**Dataset extract**:
%%

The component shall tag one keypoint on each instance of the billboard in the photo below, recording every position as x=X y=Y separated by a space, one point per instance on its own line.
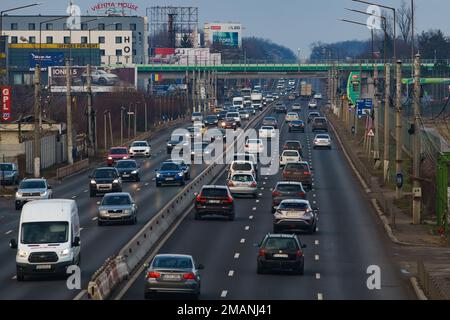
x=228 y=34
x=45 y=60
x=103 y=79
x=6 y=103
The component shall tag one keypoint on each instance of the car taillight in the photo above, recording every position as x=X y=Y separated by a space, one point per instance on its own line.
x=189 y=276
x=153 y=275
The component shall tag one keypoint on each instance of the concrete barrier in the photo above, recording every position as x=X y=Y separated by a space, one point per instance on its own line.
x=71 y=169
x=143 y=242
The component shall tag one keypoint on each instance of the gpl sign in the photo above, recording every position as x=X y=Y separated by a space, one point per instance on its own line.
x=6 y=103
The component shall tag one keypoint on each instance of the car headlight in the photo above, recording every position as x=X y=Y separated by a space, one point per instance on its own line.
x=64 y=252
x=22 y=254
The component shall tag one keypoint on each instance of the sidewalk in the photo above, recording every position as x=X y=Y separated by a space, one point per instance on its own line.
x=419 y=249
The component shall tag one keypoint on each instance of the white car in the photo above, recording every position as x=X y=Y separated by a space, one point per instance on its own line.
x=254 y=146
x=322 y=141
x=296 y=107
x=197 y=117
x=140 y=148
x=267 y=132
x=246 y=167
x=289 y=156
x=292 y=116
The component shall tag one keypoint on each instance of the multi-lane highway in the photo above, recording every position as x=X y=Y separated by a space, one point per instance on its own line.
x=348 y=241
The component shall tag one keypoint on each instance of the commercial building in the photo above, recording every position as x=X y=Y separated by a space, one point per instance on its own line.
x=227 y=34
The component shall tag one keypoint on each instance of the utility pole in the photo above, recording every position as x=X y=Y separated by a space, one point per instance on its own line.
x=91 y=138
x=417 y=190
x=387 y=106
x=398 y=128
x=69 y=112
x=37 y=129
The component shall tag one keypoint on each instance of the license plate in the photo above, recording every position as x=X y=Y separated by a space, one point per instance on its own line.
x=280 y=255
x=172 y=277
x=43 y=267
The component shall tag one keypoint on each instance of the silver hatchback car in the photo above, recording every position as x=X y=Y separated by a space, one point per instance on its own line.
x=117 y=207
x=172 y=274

%%
%%

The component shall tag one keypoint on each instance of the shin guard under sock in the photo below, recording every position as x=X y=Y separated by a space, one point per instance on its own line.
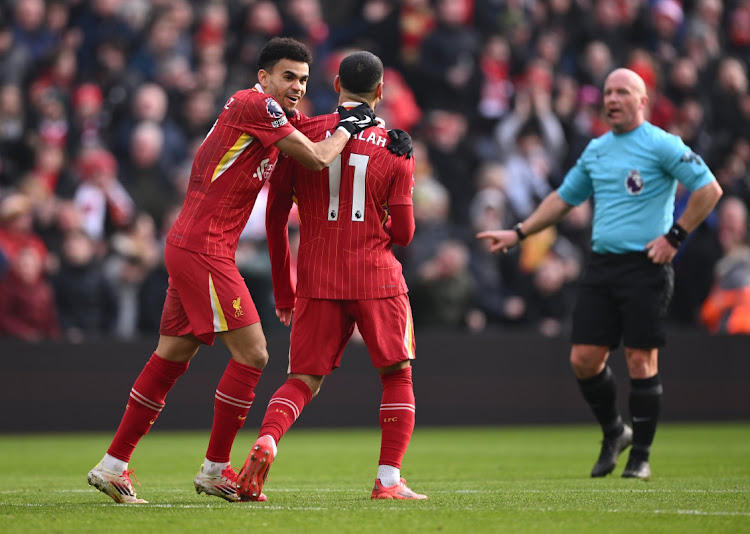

%%
%%

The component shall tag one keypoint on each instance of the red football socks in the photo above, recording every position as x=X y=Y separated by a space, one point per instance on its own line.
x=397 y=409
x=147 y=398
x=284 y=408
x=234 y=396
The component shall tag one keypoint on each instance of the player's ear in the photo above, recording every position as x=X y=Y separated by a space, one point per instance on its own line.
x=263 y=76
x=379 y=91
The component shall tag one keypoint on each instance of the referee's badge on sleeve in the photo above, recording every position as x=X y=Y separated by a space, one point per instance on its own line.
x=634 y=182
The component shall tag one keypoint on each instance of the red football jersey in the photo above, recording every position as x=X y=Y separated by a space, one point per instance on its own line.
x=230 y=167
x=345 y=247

%%

Write out verbatim every line from the one containing "of the license" through the one containing "x=172 y=274", both lines included.

**Full response**:
The component shall tag one keypoint on each instance of the license plate in the photo above, recording every position as x=X y=Y separated by a space, one point per instance on its own line.
x=280 y=255
x=172 y=277
x=43 y=267
The component shall tag one keypoint on each instance of the silver hatchback car in the photo above, recording every position as x=X y=Y separated by a space, one point per instance on its own line.
x=117 y=207
x=172 y=274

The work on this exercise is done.